* **Given data**:
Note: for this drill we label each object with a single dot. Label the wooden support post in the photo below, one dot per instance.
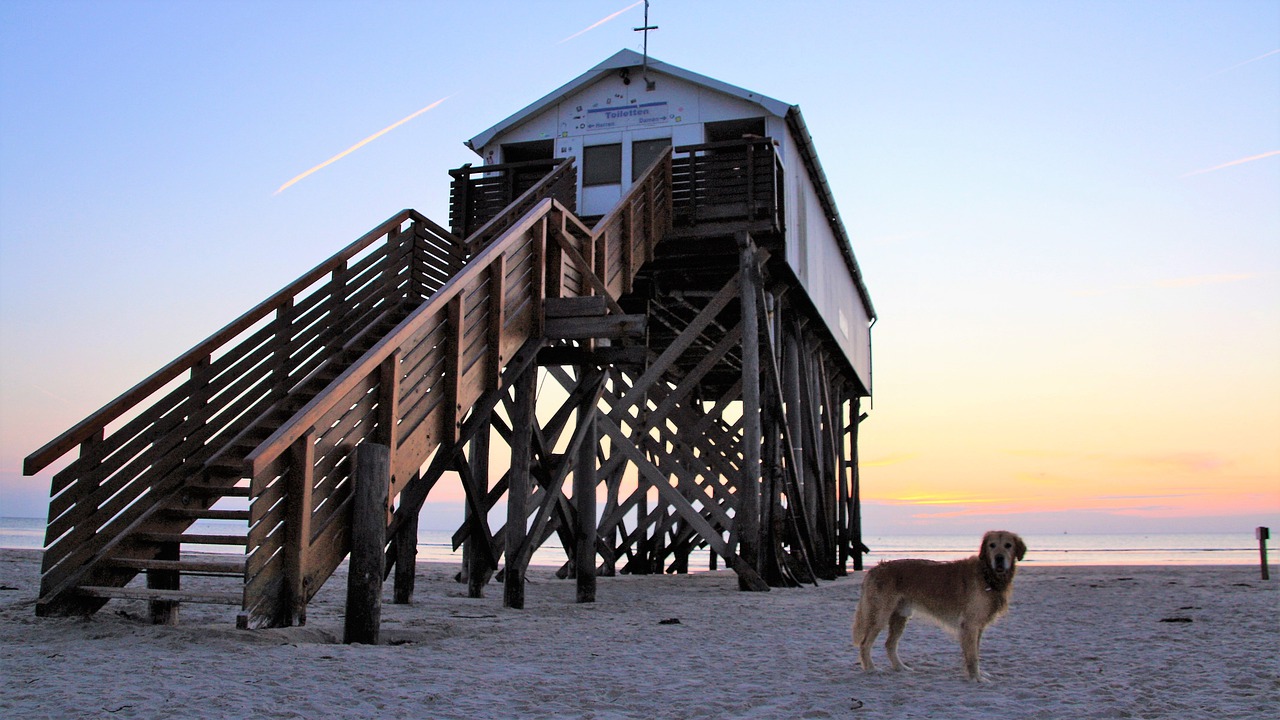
==
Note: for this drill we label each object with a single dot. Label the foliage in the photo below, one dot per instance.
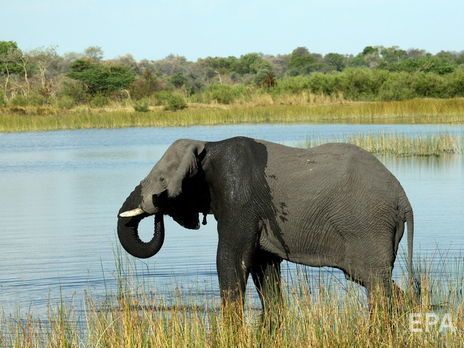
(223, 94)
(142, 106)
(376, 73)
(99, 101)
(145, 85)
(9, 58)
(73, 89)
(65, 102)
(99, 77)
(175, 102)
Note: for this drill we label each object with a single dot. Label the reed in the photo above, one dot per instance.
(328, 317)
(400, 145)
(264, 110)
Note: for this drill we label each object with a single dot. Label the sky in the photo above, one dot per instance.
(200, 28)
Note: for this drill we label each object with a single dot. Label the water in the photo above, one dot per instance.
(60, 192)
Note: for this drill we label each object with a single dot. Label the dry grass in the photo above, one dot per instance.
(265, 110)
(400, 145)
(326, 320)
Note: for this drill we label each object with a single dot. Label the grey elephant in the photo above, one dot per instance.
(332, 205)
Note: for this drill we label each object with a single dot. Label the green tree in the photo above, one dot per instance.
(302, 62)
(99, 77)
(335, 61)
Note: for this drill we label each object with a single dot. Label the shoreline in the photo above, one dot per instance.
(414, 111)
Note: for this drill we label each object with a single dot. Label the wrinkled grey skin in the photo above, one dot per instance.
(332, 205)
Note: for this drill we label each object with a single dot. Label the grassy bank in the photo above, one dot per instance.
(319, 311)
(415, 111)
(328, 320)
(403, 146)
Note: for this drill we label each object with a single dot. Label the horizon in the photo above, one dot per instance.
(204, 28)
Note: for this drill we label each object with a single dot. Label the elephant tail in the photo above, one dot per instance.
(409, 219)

* **Exercise instructions**: Tally the lines in the items above that contain the string "elephant", treating uppercase and lowercase as different. Reply with the number alone.

* **The response**: 2